Everything from the line containing "Indicate the hoodie sleeve" through the final line of the records must be transcribed verbatim; nothing else belongs in the result.

Stored items from a collection
□ □ □

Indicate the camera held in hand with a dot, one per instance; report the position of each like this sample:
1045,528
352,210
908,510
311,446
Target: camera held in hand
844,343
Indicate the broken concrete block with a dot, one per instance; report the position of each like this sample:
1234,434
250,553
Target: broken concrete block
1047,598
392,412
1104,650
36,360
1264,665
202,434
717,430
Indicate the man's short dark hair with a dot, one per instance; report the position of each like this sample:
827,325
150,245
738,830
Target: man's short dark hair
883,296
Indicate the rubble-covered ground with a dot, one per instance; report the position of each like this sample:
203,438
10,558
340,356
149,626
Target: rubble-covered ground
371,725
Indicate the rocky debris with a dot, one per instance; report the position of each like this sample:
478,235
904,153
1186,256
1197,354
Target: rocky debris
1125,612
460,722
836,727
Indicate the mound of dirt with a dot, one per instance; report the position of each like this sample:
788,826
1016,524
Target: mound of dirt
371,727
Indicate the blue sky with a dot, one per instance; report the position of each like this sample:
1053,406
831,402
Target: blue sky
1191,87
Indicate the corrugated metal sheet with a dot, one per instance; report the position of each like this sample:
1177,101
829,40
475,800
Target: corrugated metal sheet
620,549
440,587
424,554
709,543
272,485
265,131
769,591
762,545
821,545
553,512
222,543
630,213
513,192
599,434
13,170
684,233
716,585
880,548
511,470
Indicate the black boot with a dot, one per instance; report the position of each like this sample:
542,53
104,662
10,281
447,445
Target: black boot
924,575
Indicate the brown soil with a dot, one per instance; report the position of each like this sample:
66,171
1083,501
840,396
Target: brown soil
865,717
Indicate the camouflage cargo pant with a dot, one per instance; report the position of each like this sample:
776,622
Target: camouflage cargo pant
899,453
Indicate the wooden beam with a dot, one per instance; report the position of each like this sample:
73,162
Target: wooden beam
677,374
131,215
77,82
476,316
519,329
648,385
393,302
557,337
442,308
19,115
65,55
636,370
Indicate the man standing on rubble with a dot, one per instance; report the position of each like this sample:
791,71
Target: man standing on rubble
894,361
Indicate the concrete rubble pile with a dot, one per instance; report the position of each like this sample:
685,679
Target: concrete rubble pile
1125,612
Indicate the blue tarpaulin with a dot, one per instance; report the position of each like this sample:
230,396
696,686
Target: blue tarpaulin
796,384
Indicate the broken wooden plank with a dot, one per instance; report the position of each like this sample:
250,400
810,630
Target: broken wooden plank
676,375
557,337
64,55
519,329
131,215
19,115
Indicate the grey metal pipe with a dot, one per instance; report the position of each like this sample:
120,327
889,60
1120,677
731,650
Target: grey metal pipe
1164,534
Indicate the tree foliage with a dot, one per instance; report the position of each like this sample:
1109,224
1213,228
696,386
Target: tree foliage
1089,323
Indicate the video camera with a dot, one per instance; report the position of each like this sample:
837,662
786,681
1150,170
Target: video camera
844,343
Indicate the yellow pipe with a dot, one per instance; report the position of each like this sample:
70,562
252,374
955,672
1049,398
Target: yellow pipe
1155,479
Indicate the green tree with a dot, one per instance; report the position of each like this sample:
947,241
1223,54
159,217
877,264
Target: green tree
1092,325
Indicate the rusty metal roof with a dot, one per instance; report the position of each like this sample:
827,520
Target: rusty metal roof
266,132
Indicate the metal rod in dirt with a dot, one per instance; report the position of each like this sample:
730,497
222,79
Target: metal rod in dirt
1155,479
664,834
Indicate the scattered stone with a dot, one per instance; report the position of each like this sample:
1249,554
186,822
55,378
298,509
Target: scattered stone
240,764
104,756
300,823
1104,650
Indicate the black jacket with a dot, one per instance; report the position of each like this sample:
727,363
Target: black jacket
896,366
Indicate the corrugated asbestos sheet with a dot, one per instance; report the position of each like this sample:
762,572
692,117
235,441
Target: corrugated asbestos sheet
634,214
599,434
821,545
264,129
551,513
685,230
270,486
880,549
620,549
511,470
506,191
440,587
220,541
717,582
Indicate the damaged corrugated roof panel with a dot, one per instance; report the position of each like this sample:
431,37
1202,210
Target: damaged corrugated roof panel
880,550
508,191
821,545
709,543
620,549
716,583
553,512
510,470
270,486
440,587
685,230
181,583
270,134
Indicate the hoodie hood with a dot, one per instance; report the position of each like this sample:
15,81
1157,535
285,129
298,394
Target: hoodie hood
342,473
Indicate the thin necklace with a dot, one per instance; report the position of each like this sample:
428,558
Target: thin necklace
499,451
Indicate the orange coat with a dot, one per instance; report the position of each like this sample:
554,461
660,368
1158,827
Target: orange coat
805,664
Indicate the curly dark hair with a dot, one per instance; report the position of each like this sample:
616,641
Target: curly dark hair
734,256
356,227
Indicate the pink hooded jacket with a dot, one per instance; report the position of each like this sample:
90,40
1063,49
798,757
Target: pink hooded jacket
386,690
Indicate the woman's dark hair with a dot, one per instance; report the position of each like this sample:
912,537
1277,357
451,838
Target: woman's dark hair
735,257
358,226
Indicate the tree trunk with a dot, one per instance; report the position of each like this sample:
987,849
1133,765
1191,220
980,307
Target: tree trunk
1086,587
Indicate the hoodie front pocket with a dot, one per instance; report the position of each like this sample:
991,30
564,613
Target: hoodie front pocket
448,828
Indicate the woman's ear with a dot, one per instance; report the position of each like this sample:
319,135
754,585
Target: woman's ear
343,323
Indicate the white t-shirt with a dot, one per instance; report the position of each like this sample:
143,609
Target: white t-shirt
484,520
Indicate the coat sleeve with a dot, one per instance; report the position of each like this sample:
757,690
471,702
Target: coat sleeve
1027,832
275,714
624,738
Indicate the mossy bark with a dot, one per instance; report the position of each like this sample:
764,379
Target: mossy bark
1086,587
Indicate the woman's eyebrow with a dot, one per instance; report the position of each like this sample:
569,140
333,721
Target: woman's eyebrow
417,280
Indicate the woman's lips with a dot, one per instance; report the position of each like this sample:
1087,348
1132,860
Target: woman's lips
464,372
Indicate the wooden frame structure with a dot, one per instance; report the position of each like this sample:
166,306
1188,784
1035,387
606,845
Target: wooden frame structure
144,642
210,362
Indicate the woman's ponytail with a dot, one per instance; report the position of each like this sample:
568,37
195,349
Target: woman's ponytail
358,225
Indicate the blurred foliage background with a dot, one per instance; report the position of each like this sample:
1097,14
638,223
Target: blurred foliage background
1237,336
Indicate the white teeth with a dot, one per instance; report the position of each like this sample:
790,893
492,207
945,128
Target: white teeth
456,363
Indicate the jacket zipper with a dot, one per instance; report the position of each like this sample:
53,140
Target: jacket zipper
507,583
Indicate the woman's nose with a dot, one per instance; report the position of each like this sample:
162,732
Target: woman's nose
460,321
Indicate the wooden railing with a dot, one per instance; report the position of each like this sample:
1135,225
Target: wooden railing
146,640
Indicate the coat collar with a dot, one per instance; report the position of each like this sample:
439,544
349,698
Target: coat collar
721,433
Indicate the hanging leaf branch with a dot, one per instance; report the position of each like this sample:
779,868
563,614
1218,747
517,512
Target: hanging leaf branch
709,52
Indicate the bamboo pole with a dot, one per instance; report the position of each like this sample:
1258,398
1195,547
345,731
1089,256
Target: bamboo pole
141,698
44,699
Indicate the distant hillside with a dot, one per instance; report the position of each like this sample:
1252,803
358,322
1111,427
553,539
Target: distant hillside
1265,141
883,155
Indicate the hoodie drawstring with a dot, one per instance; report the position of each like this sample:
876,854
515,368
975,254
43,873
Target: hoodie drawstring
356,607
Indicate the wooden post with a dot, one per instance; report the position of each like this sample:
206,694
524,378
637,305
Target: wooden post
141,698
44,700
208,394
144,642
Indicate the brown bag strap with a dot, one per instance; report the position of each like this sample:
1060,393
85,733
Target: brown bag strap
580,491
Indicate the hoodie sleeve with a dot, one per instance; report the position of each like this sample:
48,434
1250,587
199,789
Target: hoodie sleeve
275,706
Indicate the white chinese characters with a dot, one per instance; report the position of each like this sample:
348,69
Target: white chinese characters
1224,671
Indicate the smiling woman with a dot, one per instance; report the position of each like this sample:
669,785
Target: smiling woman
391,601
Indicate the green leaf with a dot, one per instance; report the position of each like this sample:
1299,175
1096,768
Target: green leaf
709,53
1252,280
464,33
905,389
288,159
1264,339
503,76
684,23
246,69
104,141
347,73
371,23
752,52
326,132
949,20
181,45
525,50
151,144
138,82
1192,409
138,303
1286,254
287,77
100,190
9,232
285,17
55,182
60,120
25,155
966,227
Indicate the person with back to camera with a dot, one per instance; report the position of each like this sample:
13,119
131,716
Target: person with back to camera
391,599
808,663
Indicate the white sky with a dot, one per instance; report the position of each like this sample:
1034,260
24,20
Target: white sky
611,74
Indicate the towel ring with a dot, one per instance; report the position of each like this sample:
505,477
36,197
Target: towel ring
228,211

□ □ □

#### [WRITTEN SOLUTION]
Indicate the hoodie sleeve with a dot, one per instance; report the position of each like this sample:
48,434
1250,587
199,789
Target: hoodie sleeve
275,706
Indicate the white chinese characters with a dot, one per instance; report the position of each like this sample:
348,69
Target: white chinese characters
1224,671
Indicate the smiling woman with a dot, one per instance; report the position of each like this sample:
669,785
Target: smiling woman
391,601
Indicate the green leaf with a dot, one per instance; report the position of each like this sample:
1299,175
1096,768
Target: green leaf
709,53
1252,280
464,33
905,389
288,159
1264,339
503,76
684,23
246,69
104,141
347,73
371,23
752,52
326,132
949,20
181,45
525,50
151,144
138,82
1192,409
138,303
1286,254
287,77
100,190
9,232
285,17
55,182
60,120
25,155
966,227
Indicate the person with back to camera with a dot, one per instance; report the position of each like this sample:
13,119
131,716
Target: person with back to camera
391,599
808,663
Indicate the white sky with a dot, one per instance; report the position of each like this sample:
1034,260
24,20
Target: white sky
611,74
Indicate the towel ring with a dot, one per instance; report the position of each like this sample:
505,477
36,197
Target: towel ring
228,211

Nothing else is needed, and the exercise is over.